What needs to be done: Starting at the line that contains "Could you please spot the store aisle", print every remaining line of the entries, unchanged, and output nothing more.

Raw data:
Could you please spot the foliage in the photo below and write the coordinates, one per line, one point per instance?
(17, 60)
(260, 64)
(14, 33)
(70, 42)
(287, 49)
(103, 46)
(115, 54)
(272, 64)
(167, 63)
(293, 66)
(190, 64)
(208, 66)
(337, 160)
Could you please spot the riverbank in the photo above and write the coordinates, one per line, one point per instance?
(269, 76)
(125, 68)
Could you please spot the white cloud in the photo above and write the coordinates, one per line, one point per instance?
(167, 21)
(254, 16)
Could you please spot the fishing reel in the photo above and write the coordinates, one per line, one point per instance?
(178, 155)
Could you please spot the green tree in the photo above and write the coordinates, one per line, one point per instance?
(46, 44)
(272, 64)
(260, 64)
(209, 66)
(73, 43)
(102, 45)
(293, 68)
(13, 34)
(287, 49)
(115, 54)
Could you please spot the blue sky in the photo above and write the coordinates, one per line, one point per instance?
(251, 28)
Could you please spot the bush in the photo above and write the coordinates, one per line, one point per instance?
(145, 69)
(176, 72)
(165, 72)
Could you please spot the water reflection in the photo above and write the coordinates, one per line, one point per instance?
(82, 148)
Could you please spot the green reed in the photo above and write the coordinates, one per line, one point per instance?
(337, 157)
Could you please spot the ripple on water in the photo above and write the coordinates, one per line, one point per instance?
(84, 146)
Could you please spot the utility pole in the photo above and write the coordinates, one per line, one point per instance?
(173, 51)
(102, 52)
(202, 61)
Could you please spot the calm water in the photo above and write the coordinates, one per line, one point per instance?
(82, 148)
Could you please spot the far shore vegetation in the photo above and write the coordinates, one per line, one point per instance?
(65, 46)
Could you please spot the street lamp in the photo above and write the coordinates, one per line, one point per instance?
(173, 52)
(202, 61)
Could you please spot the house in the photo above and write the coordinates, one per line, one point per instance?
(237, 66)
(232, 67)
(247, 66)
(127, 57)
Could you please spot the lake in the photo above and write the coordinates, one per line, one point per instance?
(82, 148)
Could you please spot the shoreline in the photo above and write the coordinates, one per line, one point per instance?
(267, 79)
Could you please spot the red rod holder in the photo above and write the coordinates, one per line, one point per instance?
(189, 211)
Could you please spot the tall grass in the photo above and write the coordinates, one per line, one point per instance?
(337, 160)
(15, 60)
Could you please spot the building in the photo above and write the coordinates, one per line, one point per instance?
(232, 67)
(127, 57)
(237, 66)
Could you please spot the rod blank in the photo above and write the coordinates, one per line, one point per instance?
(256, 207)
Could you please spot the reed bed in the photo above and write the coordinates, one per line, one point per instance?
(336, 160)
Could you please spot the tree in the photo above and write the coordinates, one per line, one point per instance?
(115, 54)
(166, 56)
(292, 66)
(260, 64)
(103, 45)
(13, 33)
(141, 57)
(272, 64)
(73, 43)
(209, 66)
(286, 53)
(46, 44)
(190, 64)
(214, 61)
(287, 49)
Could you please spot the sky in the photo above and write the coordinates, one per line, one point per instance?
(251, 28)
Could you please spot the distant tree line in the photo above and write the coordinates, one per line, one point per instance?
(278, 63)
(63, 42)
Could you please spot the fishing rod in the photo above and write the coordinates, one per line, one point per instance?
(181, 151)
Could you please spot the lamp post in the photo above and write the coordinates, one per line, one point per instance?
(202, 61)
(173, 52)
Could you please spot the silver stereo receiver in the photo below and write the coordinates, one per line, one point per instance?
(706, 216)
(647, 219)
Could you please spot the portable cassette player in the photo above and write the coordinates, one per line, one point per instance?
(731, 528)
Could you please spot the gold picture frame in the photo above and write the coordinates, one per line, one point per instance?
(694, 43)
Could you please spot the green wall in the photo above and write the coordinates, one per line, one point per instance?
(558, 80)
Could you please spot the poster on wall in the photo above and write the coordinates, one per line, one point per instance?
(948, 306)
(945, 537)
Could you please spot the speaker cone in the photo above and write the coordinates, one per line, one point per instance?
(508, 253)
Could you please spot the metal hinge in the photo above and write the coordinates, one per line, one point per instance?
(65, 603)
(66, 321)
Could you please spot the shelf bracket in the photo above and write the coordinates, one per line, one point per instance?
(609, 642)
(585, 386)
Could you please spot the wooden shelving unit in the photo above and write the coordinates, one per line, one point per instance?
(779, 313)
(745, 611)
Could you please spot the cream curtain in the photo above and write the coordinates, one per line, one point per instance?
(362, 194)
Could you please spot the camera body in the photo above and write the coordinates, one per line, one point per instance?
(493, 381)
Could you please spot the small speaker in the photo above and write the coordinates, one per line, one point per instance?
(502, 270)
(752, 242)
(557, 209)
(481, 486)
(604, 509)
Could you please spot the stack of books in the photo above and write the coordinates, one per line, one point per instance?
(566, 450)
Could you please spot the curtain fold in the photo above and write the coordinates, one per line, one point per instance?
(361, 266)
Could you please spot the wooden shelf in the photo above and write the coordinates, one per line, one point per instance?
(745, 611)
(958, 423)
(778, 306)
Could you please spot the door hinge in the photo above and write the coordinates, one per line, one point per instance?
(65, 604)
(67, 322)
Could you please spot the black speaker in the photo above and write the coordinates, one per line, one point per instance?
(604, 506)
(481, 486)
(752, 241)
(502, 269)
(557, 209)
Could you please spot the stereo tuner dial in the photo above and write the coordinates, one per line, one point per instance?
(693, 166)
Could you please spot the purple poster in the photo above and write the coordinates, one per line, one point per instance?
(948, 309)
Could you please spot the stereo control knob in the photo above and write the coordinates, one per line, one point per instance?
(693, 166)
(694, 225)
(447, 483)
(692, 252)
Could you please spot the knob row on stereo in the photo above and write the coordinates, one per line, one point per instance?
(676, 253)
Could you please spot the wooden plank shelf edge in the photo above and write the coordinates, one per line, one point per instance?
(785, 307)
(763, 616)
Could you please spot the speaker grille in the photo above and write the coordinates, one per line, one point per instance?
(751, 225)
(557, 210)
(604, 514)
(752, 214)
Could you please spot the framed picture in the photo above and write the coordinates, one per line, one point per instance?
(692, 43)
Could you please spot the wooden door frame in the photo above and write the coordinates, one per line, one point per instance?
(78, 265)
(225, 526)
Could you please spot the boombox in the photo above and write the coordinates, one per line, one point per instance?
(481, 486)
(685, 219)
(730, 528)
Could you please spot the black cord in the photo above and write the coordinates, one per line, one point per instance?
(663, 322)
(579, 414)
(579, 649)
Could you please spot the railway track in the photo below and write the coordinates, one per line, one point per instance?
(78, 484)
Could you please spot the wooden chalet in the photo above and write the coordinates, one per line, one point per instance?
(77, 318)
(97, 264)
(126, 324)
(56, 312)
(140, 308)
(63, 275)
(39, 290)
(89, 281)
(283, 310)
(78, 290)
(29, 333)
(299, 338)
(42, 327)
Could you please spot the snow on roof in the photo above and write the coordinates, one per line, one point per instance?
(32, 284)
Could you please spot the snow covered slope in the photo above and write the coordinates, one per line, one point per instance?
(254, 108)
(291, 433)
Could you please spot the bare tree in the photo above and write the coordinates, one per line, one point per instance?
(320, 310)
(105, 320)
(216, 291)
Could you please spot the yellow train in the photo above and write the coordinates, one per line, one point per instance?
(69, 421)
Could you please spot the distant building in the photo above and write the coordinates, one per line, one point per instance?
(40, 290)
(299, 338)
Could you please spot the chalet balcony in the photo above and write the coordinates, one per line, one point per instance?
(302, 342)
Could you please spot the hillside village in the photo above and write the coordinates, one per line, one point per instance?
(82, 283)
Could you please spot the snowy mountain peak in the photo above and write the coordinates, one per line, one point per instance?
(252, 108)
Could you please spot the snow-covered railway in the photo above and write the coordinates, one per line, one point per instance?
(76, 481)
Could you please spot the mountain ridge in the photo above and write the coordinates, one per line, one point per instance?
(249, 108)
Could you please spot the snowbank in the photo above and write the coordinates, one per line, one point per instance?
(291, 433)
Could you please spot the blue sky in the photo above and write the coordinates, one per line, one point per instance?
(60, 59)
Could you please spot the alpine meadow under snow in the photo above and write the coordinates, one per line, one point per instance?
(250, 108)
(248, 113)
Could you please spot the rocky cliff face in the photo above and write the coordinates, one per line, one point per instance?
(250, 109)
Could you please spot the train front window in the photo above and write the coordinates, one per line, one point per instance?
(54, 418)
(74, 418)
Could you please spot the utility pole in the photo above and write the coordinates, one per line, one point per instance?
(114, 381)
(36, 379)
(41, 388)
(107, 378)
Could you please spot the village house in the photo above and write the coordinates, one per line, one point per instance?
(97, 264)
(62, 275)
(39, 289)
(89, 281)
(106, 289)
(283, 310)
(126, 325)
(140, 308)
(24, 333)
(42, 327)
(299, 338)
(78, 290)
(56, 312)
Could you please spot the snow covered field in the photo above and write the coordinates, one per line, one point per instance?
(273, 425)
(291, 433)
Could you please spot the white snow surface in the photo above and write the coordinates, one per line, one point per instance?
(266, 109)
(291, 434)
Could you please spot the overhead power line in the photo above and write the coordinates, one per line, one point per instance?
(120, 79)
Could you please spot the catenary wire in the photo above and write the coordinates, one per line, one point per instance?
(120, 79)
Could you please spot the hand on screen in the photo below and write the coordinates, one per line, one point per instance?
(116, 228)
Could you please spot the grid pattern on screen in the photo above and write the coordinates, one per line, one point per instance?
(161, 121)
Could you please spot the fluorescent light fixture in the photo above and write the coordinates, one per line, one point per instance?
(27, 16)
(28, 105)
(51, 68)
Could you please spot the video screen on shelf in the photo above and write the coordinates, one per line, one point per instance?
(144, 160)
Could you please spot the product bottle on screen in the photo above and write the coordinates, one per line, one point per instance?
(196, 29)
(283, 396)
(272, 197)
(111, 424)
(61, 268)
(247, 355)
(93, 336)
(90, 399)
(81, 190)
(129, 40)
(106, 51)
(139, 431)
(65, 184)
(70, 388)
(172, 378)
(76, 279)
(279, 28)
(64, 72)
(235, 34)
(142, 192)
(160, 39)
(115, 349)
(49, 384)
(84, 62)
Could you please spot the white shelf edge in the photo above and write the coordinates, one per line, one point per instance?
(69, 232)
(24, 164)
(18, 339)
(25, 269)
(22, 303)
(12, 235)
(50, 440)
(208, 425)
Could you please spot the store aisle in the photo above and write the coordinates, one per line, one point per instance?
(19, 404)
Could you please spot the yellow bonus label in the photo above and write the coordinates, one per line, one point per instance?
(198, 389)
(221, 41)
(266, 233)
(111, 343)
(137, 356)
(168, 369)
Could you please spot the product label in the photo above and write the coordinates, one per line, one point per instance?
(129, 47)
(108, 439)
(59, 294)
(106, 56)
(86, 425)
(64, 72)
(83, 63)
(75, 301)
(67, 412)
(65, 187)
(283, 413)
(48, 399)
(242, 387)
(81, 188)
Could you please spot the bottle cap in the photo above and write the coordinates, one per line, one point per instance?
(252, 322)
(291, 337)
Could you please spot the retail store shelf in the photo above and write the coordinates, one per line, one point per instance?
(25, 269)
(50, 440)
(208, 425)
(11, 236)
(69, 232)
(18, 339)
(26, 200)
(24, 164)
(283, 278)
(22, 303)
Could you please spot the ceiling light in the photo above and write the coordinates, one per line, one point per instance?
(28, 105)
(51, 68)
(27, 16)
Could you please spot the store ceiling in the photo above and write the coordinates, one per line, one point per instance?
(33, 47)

Result of the exercise:
Could you please spot the store aisle in the photo above and write the coordinates, one per line, one point per instance?
(19, 404)
Could you please spot the yellow bonus label in the photo above and write the coordinates, one per line, one point per instance?
(198, 389)
(221, 41)
(266, 233)
(111, 343)
(137, 356)
(168, 369)
Could you please spot the product label in the photo above and write the coordinates, one per line, one point per instance?
(129, 47)
(108, 439)
(59, 294)
(106, 56)
(86, 425)
(64, 72)
(83, 63)
(75, 301)
(67, 412)
(65, 187)
(283, 413)
(48, 399)
(242, 387)
(81, 188)
Could you please spot the bottle cap in the photo above and write the coordinates, one per line, one point per instance?
(252, 322)
(291, 337)
Could you please spot the retail store shelf in the photo above and write the coordinates, one per line, one point per instance?
(25, 269)
(50, 440)
(208, 425)
(11, 236)
(69, 232)
(18, 339)
(26, 200)
(24, 164)
(283, 278)
(22, 303)
Could you please spot the ceiling light in the photo above and write the coordinates, one per line, one point per instance?
(28, 105)
(51, 68)
(27, 16)
Could you please spot the store ceiling in the photo above and write the coordinates, one per line, one point per instance?
(33, 47)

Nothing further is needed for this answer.